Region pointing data
----

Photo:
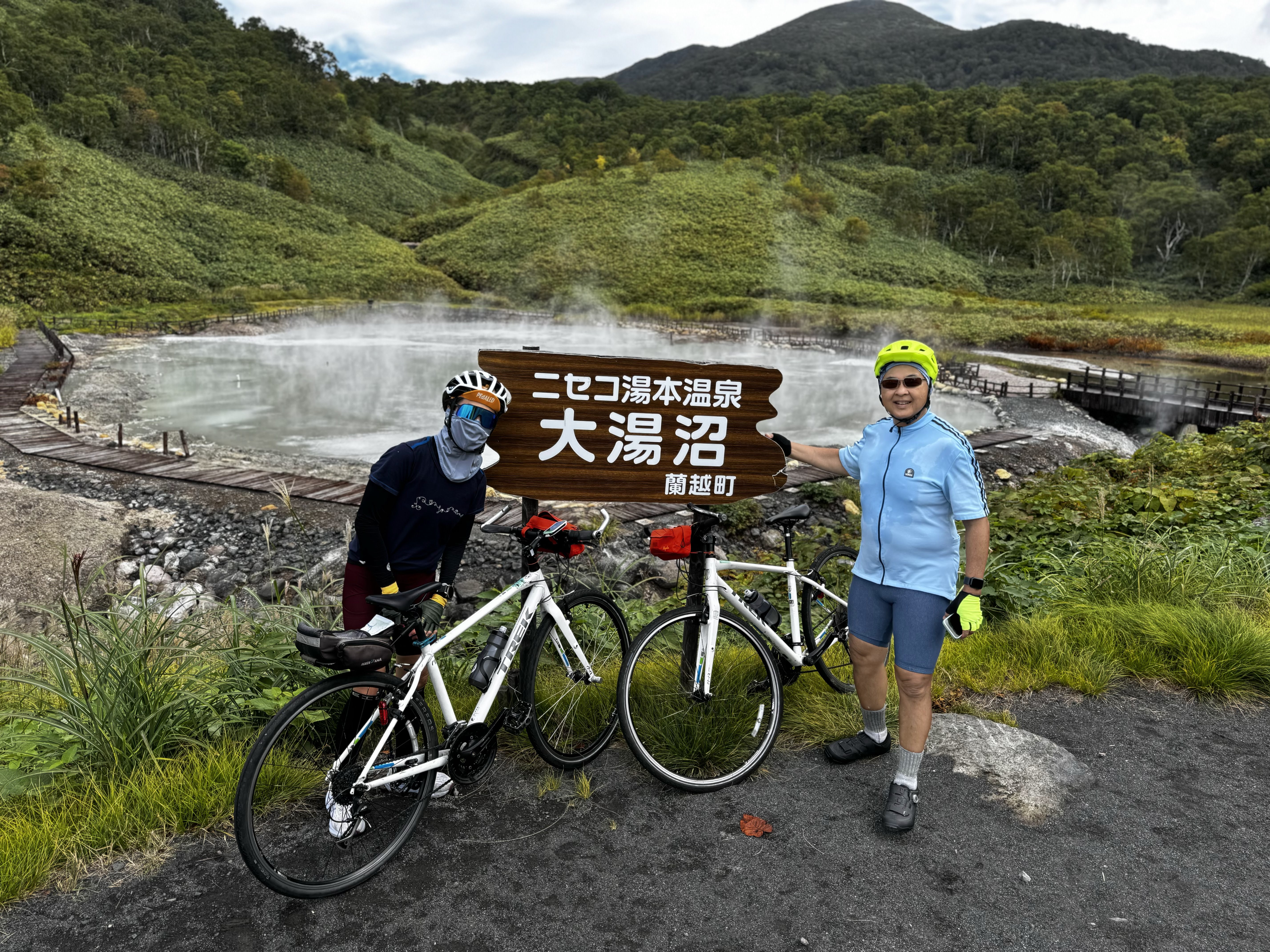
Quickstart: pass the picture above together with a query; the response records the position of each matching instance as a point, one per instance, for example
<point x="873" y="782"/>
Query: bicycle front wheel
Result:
<point x="825" y="620"/>
<point x="299" y="828"/>
<point x="690" y="742"/>
<point x="573" y="718"/>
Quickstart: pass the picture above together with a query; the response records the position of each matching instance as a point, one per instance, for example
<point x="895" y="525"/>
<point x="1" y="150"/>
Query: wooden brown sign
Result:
<point x="624" y="430"/>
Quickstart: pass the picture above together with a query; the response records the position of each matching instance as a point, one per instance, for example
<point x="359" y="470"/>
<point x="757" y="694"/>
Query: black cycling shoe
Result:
<point x="901" y="813"/>
<point x="850" y="749"/>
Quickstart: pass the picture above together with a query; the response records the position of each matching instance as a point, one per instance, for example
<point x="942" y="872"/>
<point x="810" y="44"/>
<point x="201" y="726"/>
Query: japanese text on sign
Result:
<point x="662" y="433"/>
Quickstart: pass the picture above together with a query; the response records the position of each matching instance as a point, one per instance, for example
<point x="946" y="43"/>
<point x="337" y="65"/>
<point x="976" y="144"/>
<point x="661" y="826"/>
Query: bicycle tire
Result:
<point x="651" y="702"/>
<point x="821" y="621"/>
<point x="263" y="822"/>
<point x="571" y="723"/>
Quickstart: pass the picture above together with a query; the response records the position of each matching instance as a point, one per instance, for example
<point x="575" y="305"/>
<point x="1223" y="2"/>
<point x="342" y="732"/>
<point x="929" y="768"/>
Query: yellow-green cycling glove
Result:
<point x="966" y="612"/>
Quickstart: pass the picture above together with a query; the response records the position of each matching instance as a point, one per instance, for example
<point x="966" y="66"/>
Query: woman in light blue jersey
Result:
<point x="917" y="478"/>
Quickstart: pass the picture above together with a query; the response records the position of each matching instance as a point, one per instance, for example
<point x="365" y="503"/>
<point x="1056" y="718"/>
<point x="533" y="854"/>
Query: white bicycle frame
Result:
<point x="714" y="586"/>
<point x="539" y="596"/>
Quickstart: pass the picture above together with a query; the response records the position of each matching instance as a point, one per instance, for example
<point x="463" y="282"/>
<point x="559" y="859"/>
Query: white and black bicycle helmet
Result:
<point x="463" y="386"/>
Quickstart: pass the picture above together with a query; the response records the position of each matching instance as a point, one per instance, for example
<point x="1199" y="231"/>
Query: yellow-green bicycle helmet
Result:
<point x="907" y="352"/>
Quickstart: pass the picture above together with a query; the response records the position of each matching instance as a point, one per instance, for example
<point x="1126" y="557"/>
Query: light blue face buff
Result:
<point x="458" y="461"/>
<point x="469" y="435"/>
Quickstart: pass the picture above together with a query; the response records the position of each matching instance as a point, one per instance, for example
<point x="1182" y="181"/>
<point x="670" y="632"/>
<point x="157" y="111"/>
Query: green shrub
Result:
<point x="235" y="159"/>
<point x="666" y="160"/>
<point x="8" y="328"/>
<point x="742" y="515"/>
<point x="145" y="230"/>
<point x="124" y="688"/>
<point x="287" y="180"/>
<point x="855" y="232"/>
<point x="686" y="238"/>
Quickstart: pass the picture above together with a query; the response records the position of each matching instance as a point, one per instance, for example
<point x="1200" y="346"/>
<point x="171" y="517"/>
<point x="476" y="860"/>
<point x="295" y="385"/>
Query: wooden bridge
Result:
<point x="1170" y="400"/>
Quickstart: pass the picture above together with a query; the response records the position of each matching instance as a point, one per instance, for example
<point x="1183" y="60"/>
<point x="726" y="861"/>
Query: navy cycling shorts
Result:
<point x="916" y="619"/>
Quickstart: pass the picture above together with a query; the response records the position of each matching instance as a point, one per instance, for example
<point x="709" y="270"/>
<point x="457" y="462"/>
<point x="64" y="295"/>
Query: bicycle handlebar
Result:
<point x="568" y="535"/>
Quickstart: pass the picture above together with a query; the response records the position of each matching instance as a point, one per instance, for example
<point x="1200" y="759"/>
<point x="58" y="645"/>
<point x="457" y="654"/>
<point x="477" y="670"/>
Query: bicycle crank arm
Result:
<point x="811" y="658"/>
<point x="435" y="765"/>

----

Apart from the pictures, all of the data must be duplicated exactly as shown above.

Photo:
Quickstart: pass the picture above together with a query; the response records the position of each matching instance as a point, one per instance, for example
<point x="873" y="782"/>
Query: bicycle front wheel
Result:
<point x="825" y="620"/>
<point x="299" y="828"/>
<point x="690" y="742"/>
<point x="573" y="718"/>
Quickstart: pass the picture above together with a query; the response records the position of each matching instance as a point, one per instance, for example
<point x="895" y="525"/>
<point x="1" y="150"/>
Query: wooden brown sign
Result:
<point x="624" y="430"/>
Quickstart: pass the picture above together with a query; the response records the position of each matching instance as a point, one per instance, for example
<point x="359" y="470"/>
<point x="757" y="694"/>
Query: black cycling shoe
Result:
<point x="901" y="813"/>
<point x="850" y="749"/>
Quickstart: pass the picture above together with a query; the response records the position of each matching instance as a point, one per instance, for example
<point x="942" y="872"/>
<point x="810" y="44"/>
<point x="201" y="726"/>
Query: japanese text on sign
Result:
<point x="662" y="433"/>
Quickstart: pass the picture above together with a query; the response records the position of each matching instance as a point, one per instance, for example
<point x="946" y="43"/>
<point x="337" y="65"/>
<point x="976" y="144"/>
<point x="661" y="826"/>
Query: bicycle tire
Result:
<point x="651" y="702"/>
<point x="821" y="621"/>
<point x="263" y="822"/>
<point x="571" y="723"/>
Quickstart: pass the picture above together with a query; the response records the position of each matching instance as a point, one per instance, for example
<point x="575" y="305"/>
<point x="1223" y="2"/>
<point x="342" y="732"/>
<point x="929" y="768"/>
Query: yellow-green cycling glove
Result:
<point x="966" y="612"/>
Quickstart: pass the picture above together with a query; the response records the position of each matching instance as a point, one per instance, for example
<point x="966" y="66"/>
Query: woman in light blue jersey
Result:
<point x="917" y="478"/>
Quickstart: pass the picture above together with a query; the response records the position of each matching instance as a point, one per instance, for example
<point x="365" y="503"/>
<point x="1056" y="718"/>
<point x="533" y="854"/>
Query: white bicycle frame
Result:
<point x="714" y="586"/>
<point x="539" y="596"/>
Quickstart: pass the picture above together with a query; the response records the position of each matching instance as a point, one per instance, for example
<point x="463" y="282"/>
<point x="559" y="859"/>
Query: white and black bicycle helmet
Result:
<point x="463" y="386"/>
Quickstart: pass the picture above together with a query; the response records the position of each matching instance as a point, one per instance, for example
<point x="1199" y="231"/>
Query: yellow-green bicycle helmet
Result:
<point x="907" y="352"/>
Quickstart: pass the picture above together with a query; the response records the position of each matching instance as a point, one per instance, for example
<point x="1126" y="557"/>
Query: light blue face buff
Result:
<point x="458" y="461"/>
<point x="469" y="435"/>
Quickstart: pass the picture above together with a query; the response records the position of each matching instance as a point, one per instance, for example
<point x="1182" y="181"/>
<point x="670" y="632"/>
<point x="157" y="111"/>
Query: green shrub
Result:
<point x="235" y="159"/>
<point x="666" y="160"/>
<point x="8" y="328"/>
<point x="742" y="515"/>
<point x="145" y="230"/>
<point x="124" y="688"/>
<point x="287" y="180"/>
<point x="855" y="232"/>
<point x="686" y="238"/>
Quickstart: pass the picture above together with a query; the response records the position of each matching instance as a point, one per instance, for example
<point x="1200" y="346"/>
<point x="171" y="517"/>
<point x="476" y="860"/>
<point x="295" y="385"/>
Query: wooden bridge
Result:
<point x="1170" y="400"/>
Quickstart: pass the picture above together with a query; the response records the position of each matching instance as a point, one per instance, for example
<point x="1183" y="60"/>
<point x="726" y="861"/>
Query: navy cycling shorts
Result:
<point x="916" y="619"/>
Quickstart: pass the picture above together with a query; the response records the position of each matching instance as a point, one per instance, for example
<point x="709" y="270"/>
<point x="457" y="462"/>
<point x="64" y="295"/>
Query: bicycle handlebar
Result:
<point x="568" y="535"/>
Quickstart: pass the picture above together with a query; the response records the position of each matching instance as a point, one per instance, for example
<point x="1200" y="759"/>
<point x="58" y="645"/>
<point x="457" y="654"/>
<point x="477" y="670"/>
Query: bicycle crank arm
Result:
<point x="811" y="658"/>
<point x="435" y="765"/>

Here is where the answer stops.